◆ What the task requires: Lines below that include the word "deep" should each be copied.

[Image-grounded pointing data]
○ ○ ○ ○ ○
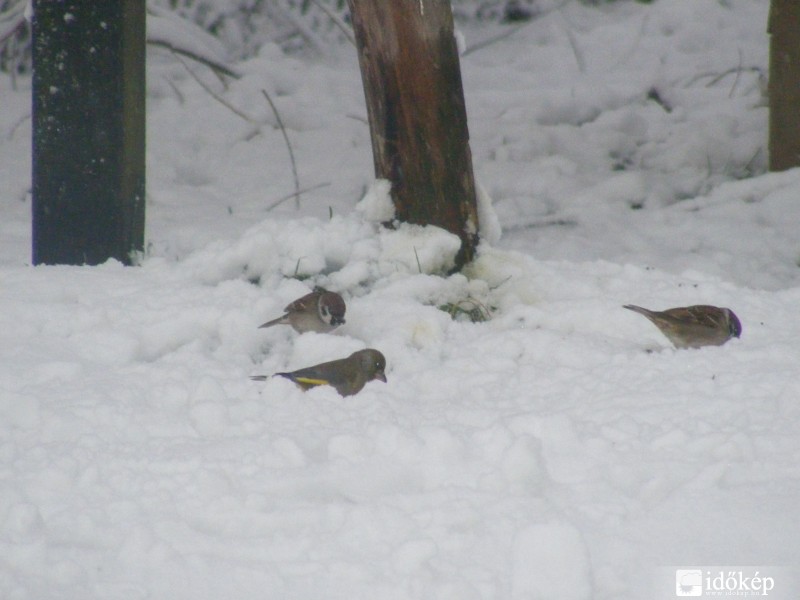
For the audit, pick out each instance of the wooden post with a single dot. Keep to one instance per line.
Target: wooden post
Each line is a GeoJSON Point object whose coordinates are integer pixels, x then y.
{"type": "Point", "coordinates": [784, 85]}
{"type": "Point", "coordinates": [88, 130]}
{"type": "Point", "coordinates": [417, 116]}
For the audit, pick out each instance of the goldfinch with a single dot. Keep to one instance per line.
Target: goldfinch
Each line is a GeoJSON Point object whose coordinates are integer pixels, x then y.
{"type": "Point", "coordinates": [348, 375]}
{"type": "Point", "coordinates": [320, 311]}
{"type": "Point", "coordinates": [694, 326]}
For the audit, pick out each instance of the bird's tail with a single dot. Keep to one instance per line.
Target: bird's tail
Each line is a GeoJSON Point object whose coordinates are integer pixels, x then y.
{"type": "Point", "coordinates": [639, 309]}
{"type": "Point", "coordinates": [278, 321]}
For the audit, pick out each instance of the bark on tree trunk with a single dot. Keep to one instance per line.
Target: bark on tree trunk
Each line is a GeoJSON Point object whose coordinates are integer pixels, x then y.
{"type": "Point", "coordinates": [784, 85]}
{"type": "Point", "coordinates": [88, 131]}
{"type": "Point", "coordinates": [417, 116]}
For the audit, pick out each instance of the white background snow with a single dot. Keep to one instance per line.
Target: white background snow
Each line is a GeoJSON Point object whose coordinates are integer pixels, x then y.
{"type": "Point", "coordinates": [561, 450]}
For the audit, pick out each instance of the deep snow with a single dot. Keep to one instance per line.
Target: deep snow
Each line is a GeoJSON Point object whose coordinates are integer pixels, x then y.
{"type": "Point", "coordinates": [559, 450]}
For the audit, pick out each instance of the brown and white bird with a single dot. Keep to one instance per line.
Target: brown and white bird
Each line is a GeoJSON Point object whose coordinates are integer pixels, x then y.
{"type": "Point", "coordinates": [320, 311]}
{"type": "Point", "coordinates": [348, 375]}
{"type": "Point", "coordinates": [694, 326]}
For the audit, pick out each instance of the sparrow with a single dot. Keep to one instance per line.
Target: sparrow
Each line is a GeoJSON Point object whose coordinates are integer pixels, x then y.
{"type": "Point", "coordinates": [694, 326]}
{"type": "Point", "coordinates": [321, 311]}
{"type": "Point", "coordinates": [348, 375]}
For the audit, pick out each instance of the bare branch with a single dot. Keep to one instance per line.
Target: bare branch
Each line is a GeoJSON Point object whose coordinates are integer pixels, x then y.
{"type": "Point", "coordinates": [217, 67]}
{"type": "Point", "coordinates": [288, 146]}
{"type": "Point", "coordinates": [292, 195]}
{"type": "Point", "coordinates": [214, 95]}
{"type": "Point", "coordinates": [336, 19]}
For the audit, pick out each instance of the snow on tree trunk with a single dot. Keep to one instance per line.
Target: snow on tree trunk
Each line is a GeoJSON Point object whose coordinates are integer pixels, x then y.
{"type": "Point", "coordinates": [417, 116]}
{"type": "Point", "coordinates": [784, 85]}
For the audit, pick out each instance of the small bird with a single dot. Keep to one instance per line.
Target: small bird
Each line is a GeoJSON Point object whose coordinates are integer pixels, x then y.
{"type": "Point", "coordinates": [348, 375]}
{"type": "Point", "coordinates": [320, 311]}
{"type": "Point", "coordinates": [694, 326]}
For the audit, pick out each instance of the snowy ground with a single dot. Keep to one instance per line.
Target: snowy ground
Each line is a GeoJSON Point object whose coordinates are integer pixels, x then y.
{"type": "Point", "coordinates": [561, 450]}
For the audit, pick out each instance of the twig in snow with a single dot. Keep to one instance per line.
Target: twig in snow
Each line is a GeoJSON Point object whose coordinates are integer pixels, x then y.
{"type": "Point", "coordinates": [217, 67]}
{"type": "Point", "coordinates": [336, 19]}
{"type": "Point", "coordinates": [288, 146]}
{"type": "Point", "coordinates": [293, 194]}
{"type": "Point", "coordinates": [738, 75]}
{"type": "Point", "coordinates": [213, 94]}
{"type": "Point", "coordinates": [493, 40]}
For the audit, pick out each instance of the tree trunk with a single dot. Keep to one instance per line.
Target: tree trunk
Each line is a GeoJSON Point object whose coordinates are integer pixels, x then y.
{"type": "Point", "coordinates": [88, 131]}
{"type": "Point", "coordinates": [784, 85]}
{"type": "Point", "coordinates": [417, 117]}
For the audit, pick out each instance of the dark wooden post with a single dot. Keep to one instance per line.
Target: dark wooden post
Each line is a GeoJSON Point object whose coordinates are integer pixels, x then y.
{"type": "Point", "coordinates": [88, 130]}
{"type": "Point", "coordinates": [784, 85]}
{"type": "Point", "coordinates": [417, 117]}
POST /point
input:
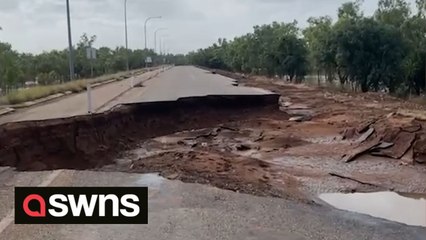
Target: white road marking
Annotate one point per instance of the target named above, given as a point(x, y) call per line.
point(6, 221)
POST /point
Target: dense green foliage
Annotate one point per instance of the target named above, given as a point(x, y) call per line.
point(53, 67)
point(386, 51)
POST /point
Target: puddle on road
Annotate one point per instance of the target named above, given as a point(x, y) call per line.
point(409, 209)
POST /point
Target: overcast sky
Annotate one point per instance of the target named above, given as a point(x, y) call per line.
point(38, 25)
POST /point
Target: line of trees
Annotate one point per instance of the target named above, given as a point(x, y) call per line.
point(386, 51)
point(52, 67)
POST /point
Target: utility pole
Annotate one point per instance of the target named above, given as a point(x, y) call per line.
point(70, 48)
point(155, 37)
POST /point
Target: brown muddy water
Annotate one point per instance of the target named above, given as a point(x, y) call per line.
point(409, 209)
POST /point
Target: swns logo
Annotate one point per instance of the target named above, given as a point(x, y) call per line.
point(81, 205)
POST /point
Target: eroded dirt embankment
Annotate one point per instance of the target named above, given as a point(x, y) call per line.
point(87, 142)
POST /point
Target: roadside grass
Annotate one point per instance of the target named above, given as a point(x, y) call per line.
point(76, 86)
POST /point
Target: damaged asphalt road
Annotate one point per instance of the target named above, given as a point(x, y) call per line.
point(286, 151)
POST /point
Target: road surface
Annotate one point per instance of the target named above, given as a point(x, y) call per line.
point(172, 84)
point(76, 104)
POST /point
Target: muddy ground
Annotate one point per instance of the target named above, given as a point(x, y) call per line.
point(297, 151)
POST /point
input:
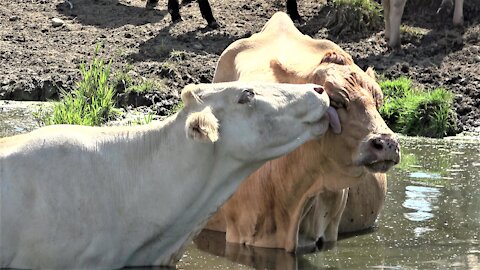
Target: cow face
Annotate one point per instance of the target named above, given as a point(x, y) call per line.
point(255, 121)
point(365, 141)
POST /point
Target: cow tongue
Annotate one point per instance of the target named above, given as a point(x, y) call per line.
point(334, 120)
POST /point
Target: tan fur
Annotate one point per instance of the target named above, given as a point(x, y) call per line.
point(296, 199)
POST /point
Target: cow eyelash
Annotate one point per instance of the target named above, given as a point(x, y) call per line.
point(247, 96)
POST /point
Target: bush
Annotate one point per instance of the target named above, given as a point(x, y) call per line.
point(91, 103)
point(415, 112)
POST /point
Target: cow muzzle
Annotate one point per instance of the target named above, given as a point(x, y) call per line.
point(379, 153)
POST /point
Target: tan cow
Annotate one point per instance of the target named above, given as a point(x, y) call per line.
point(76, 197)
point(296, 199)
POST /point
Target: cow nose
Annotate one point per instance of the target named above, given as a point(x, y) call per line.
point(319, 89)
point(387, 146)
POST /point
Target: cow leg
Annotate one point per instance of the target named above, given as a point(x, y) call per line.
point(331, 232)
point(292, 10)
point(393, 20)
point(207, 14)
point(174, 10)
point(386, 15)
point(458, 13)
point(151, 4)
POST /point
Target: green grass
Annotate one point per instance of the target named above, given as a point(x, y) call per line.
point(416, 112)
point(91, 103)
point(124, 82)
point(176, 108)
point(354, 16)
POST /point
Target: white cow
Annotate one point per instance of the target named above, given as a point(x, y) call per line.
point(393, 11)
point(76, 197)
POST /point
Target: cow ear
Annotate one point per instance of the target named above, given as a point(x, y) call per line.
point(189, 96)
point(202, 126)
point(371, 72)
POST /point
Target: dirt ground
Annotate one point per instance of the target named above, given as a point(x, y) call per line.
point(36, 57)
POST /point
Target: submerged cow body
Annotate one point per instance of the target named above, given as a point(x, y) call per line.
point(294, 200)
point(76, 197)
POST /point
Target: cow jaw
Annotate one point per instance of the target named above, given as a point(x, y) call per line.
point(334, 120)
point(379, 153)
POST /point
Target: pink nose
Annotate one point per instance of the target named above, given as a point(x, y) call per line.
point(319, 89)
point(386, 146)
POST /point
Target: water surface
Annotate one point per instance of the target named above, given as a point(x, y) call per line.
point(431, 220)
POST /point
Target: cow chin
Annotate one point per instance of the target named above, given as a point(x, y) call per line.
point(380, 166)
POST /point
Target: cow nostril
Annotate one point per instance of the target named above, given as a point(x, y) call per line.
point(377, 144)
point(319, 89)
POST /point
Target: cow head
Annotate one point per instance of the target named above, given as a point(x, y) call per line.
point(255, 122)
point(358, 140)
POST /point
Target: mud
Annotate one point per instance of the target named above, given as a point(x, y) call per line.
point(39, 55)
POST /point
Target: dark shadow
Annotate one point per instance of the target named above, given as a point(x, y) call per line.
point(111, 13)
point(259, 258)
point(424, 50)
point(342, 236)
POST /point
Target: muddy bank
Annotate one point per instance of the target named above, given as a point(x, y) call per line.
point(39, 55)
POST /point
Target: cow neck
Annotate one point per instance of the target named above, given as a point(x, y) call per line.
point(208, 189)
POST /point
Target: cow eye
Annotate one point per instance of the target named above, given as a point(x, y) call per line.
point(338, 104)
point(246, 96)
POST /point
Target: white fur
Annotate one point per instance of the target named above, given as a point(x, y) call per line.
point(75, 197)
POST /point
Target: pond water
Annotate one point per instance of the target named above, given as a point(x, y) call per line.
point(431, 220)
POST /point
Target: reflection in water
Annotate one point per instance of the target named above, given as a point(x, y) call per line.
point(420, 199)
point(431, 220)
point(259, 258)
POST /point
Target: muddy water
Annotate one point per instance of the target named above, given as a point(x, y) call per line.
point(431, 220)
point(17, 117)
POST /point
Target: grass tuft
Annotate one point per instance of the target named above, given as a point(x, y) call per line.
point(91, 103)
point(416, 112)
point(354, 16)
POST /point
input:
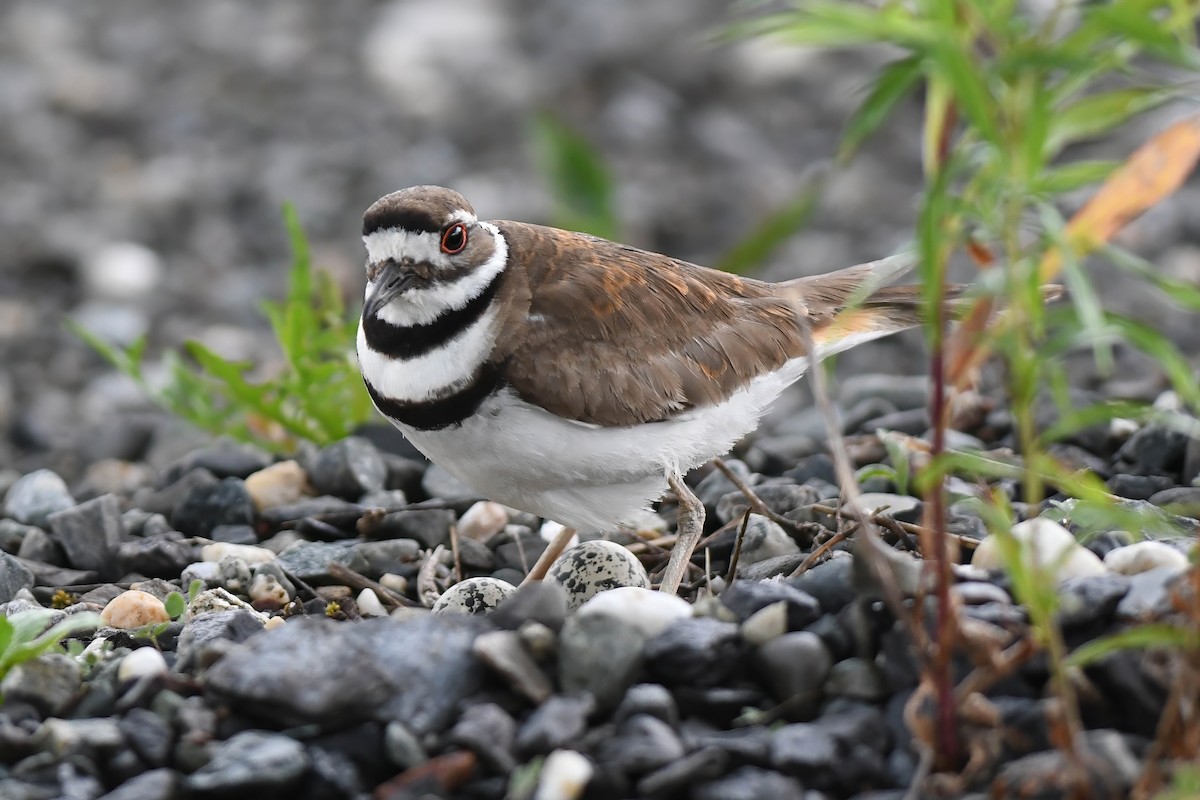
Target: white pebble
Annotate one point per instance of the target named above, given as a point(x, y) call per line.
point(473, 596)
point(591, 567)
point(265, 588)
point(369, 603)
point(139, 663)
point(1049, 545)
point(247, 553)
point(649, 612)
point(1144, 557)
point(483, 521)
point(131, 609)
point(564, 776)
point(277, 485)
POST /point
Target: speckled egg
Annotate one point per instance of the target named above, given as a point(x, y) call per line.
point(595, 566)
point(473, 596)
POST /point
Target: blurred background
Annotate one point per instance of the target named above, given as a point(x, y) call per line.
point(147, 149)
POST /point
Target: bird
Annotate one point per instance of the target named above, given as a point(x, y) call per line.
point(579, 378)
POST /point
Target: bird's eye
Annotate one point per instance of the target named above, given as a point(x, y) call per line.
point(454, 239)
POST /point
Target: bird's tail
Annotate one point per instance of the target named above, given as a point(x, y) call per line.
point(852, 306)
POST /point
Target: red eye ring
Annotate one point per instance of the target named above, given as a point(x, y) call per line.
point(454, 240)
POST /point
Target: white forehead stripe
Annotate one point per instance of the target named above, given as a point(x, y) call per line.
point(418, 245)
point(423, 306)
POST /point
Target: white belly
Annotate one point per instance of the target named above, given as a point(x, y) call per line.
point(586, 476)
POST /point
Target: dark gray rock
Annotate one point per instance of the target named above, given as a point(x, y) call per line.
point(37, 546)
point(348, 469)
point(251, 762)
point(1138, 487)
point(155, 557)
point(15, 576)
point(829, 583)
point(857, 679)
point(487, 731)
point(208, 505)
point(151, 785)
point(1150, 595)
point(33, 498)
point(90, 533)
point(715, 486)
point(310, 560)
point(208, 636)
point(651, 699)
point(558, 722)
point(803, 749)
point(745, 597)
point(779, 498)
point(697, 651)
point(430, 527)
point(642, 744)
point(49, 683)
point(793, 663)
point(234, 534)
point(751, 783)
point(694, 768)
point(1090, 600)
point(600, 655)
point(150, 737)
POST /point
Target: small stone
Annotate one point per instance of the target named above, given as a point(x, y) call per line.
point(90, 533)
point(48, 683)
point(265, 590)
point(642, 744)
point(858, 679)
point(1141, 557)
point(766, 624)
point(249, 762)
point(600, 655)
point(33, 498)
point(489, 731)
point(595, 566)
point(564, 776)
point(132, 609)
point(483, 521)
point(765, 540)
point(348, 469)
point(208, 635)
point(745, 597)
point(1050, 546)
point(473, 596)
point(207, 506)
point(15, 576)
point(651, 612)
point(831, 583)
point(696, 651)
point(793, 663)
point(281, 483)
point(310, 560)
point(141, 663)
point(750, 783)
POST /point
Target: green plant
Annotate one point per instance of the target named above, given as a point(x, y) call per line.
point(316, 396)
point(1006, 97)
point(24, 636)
○ ○ ○ ○ ○
◆ Exercise solution:
For the audit, pick out each instance of the deep snow with a single dot. Keep to one instance per line.
Target: deep snow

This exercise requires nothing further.